### [REQUIREMENTS]
Find every line in the entries below that contains the string "road", and copy each one. Matching is case-sensitive.

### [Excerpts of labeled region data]

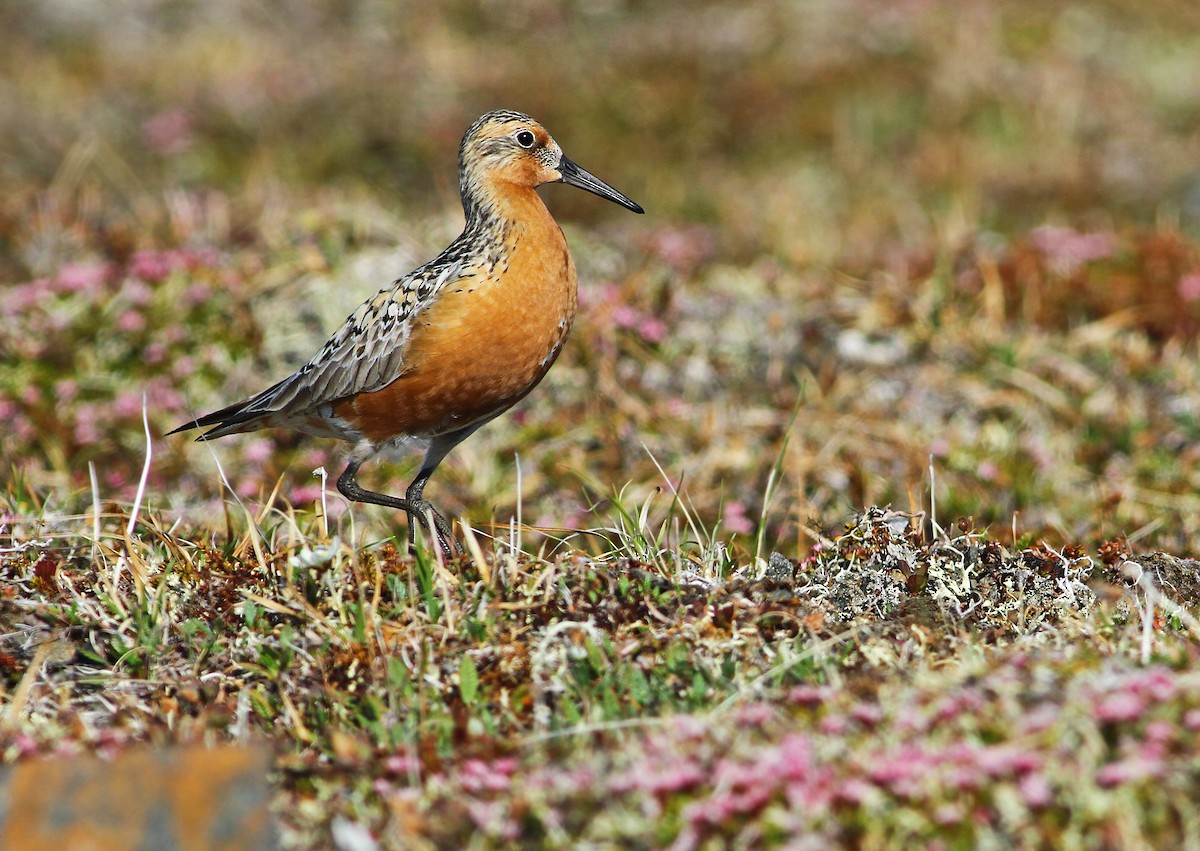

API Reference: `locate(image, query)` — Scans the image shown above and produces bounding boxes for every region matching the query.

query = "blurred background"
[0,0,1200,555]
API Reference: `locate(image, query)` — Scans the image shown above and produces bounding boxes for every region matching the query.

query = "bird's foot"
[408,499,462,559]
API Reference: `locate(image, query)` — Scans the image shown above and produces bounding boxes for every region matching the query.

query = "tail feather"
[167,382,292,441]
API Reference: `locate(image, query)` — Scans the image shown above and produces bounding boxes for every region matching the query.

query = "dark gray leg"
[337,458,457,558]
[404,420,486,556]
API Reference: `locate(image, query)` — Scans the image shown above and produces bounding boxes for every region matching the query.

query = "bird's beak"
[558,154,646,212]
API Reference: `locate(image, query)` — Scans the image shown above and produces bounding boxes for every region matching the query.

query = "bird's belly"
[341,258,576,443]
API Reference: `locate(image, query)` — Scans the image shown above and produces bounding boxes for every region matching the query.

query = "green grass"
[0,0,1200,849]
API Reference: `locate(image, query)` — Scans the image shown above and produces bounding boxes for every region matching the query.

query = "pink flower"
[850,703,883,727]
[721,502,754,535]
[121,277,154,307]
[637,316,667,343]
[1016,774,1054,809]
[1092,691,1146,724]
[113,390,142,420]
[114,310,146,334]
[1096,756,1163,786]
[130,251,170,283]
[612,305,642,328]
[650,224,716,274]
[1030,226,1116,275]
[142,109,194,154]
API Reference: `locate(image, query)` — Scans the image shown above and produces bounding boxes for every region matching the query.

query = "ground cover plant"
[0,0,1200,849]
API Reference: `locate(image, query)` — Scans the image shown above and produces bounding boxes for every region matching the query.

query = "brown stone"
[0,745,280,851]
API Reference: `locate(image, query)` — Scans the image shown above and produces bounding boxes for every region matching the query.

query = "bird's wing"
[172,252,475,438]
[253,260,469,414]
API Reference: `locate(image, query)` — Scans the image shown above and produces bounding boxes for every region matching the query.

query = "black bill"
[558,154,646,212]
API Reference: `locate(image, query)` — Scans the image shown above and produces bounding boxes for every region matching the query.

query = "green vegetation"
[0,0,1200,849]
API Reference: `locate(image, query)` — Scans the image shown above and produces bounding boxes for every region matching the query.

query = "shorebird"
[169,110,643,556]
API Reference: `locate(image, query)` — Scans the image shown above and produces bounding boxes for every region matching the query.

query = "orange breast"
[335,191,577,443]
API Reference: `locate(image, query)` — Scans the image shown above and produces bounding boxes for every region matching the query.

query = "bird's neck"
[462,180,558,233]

* * *

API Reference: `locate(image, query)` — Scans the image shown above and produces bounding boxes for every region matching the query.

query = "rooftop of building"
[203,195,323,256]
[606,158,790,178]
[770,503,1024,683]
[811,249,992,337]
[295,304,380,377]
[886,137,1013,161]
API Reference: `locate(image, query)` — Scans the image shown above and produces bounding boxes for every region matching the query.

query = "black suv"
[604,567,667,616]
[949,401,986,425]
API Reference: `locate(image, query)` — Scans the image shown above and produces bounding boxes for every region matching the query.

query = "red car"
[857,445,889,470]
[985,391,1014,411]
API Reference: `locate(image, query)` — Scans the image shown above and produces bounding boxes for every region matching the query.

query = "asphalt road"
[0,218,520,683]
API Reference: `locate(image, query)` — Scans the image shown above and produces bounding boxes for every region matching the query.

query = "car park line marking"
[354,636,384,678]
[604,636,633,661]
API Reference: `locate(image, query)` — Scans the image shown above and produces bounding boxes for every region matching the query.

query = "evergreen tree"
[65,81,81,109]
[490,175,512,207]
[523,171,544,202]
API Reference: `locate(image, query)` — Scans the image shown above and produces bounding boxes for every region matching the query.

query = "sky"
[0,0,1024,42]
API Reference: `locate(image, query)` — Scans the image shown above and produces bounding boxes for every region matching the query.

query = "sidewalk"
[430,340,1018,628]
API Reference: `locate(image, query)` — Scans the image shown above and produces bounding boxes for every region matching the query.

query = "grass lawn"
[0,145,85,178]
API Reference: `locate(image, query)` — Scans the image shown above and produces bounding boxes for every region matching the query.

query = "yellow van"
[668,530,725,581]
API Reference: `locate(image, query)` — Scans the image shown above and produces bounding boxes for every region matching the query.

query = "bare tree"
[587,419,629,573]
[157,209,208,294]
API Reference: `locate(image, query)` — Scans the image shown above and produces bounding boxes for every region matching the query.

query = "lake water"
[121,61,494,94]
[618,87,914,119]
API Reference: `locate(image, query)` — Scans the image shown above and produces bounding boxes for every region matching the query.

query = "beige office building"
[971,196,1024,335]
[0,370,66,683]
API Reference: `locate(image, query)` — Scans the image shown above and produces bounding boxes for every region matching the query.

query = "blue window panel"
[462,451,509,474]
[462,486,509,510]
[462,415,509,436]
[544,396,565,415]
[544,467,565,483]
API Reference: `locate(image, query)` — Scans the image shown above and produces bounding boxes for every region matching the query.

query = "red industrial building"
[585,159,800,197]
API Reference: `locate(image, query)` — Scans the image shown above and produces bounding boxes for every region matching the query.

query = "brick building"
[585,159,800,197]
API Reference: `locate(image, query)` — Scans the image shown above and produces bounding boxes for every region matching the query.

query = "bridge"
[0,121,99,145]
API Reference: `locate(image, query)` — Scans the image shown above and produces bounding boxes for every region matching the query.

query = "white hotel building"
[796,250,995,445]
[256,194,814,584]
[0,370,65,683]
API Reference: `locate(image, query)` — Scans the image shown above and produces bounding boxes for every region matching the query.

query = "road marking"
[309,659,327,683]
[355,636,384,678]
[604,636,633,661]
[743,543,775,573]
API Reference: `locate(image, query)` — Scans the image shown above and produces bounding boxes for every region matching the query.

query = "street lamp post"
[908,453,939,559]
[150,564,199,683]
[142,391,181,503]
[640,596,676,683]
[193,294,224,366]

### [THE OUTPUT]
query = "asphalt road"
query = "road marking"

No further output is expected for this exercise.